++++ Source passage

Single by Calvin Harris, Normani, Tinashe, and Offset

from the album Funk Wav Bounces Vol. 2
- Released: 29 July 2022
- Genre: Disco; R&B;
- Length: 5:02
- Label: Columbia
- Songwriters: Adam Wiles; Jessie Reyez; Kiari Kendrell Cephus; Normani Kordei Hamilton; Tinashe Kachingwe;
- Producer: Calvin Harris

Calvin Harris singles chronology
| "Stay with Me" (2022) | "New to You" (2022) | "Miracle" (2023) |

Normani singles chronology
| "Fair" (2022) | "New to You" (2022) | "1:59" (2024) |

Tinashe singles chronology
| "HMU for a Good Time" (2022) | "New to You" (2022) | "Heaven" (2023) |

Offset singles chronology
| "Step 1" (2022) | "New to You" (2022) | "Big 14" (2022) |

= New to You =

2022 single by Calvin Harris, Normani, Tinashe, and Offset

"New to You" is a song by Scottish DJ and record producer Calvin Harris, American singers Normani and Tinashe and American rapper Offset. It was released on 29 July 2022 through Columbia Records as the fourth single from Harris' sixth studio album, Funk Wav Bounces Vol. 2. The song was written by the artists alongside Jessie Reyez.

++++++++
++++ Supplied information

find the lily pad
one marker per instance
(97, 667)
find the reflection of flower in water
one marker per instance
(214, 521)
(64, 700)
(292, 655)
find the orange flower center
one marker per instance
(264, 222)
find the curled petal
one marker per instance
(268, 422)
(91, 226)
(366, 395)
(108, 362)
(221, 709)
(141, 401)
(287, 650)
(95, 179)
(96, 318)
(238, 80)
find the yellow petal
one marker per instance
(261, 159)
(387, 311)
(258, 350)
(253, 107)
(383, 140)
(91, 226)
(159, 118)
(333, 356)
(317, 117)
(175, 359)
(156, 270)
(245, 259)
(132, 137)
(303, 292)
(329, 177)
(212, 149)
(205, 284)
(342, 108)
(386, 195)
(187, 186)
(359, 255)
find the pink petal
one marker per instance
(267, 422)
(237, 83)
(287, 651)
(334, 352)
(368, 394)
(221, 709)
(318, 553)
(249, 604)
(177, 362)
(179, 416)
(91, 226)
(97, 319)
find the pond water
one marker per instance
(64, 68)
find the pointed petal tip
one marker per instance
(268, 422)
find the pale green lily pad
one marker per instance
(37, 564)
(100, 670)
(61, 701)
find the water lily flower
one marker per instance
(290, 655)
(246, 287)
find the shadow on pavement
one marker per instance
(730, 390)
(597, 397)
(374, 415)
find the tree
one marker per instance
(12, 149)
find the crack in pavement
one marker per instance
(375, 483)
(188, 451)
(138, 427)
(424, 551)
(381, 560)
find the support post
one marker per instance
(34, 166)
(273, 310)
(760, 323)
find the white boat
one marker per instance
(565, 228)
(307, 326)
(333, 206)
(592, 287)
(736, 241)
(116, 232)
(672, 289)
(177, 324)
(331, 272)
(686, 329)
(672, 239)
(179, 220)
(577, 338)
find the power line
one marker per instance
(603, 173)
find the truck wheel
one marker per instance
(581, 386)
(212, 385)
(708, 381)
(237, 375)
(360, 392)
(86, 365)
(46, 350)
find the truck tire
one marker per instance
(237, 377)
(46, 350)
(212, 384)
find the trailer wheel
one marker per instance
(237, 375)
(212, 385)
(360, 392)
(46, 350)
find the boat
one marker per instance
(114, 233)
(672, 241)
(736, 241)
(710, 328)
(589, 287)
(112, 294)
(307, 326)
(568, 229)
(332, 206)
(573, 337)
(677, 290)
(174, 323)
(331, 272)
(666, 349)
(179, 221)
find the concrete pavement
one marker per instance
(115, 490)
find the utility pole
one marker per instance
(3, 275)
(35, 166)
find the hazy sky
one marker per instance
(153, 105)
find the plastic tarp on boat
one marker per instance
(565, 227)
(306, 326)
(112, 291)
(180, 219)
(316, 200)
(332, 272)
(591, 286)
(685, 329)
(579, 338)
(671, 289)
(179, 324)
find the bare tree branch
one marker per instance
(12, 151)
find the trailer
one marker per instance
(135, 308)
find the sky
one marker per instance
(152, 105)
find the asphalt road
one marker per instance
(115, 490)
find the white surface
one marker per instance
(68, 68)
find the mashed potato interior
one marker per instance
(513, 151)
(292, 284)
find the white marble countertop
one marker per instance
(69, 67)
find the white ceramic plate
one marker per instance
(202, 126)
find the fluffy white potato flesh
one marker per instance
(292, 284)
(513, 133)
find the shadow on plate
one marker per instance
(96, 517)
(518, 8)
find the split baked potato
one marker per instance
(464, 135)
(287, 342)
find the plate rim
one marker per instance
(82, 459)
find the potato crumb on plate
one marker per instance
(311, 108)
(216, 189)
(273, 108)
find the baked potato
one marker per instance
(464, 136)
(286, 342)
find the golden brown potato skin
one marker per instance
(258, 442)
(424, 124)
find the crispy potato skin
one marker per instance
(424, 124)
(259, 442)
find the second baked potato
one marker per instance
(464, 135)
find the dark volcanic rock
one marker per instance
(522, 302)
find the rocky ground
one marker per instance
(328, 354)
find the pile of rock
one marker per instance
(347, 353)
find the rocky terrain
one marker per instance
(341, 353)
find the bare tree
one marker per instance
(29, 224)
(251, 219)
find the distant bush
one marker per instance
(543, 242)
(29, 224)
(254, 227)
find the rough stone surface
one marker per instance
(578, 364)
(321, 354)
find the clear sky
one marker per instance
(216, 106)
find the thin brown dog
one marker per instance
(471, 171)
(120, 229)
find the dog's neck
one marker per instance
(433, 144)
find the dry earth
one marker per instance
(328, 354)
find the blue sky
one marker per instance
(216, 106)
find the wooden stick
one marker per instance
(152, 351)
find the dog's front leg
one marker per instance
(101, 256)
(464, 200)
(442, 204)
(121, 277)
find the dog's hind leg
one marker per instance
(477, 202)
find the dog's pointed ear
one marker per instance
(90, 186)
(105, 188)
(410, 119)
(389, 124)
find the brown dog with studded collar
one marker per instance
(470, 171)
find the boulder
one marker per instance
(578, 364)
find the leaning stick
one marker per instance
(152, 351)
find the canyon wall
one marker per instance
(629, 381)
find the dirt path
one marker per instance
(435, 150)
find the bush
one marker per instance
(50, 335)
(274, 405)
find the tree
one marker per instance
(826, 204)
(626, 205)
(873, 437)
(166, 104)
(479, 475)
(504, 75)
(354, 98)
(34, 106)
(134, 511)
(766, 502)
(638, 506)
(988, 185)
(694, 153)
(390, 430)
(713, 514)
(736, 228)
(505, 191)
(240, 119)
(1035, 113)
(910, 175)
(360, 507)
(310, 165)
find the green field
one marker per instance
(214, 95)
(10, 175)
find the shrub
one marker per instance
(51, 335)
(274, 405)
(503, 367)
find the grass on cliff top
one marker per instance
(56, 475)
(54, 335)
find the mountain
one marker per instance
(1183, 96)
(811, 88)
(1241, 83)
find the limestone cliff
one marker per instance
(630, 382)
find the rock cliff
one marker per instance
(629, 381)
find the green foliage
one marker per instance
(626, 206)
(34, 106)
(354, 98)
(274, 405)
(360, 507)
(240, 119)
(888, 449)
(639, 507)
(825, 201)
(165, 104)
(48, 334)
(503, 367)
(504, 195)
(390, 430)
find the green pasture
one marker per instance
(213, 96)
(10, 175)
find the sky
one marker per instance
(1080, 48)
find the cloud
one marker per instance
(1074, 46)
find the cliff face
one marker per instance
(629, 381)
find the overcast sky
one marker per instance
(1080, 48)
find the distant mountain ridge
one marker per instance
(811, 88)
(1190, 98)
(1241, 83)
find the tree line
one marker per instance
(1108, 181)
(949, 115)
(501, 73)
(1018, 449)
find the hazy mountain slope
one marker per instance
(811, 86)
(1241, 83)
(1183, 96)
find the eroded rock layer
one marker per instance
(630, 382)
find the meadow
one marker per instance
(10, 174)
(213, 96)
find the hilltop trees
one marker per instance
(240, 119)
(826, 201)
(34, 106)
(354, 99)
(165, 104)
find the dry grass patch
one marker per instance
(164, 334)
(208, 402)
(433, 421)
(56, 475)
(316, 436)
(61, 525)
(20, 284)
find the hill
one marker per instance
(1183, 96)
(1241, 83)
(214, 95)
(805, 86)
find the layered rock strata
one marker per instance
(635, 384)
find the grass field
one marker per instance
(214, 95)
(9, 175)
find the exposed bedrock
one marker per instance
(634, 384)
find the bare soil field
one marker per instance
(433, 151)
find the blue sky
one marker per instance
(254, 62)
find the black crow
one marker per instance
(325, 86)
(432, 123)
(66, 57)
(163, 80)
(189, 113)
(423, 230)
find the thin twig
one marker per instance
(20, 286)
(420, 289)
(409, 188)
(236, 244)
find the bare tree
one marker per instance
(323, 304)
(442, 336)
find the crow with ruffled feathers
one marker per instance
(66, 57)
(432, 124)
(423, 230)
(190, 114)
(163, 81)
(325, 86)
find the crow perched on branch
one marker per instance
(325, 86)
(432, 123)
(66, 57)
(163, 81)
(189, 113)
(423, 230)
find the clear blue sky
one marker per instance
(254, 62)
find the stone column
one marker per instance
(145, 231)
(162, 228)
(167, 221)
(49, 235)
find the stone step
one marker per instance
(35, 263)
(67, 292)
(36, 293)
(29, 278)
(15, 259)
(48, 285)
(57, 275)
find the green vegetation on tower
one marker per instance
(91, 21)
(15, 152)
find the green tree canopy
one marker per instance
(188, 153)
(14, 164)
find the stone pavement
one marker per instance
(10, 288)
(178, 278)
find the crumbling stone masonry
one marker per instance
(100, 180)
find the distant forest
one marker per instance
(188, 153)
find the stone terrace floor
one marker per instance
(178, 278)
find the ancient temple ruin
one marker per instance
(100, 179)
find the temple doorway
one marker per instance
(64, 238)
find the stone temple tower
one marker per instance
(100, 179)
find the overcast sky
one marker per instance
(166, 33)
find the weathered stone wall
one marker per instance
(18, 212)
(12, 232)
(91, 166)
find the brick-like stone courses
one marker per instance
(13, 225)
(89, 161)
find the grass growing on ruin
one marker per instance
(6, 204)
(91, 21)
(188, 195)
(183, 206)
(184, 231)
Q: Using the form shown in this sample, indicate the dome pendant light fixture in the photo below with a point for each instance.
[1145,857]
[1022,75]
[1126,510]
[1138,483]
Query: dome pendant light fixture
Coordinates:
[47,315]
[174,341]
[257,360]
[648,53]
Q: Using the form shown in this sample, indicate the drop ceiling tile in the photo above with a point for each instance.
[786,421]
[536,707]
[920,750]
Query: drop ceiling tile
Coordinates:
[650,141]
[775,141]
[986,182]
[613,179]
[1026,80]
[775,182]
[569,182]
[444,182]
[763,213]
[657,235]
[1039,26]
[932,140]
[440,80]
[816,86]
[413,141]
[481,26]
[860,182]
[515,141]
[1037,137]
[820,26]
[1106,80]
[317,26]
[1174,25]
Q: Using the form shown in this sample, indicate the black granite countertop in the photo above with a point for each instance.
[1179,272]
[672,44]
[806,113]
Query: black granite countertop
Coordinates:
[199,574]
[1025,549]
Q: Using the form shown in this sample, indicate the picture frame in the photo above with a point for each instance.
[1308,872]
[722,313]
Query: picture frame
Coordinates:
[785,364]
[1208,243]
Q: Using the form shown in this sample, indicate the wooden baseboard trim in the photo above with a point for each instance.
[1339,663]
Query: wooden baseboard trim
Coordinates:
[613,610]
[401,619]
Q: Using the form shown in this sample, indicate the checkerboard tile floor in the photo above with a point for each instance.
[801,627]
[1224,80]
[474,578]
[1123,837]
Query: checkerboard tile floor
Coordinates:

++++++++

■ Problem description: Print the "New to You" single information above word for word, in full.

■ Solution below:
Single by Calvin Harris, Normani, Tinashe, and Offset

from the album Funk Wav Bounces Vol. 2
- Released: 29 July 2022
- Genre: Disco; R&B;
- Length: 5:02
- Label: Columbia
- Songwriters: Adam Wiles; Jessie Reyez; Kiari Kendrell Cephus; Normani Kordei Hamilton; Tinashe Kachingwe;
- Producer: Calvin Harris

Calvin Harris singles chronology
| "Stay with Me" (2022) | "New to You" (2022) | "Miracle" (2023) |

Normani singles chronology
| "Fair" (2022) | "New to You" (2022) | "1:59" (2024) |

Tinashe singles chronology
| "HMU for a Good Time" (2022) | "New to You" (2022) | "Heaven" (2023) |

Offset singles chronology
| "Step 1" (2022) | "New to You" (2022) | "Big 14" (2022) |

= New to You =

2022 single by Calvin Harris, Normani, Tinashe, and Offset

"New to You" is a song by Scottish DJ and record producer Calvin Harris, American singers Normani and Tinashe and American rapper Offset. It was released on 29 July 2022 through Columbia Records as the fourth single from Harris' sixth studio album, Funk Wav Bounces Vol. 2. The song was written by the artists alongside Jessie Reyez.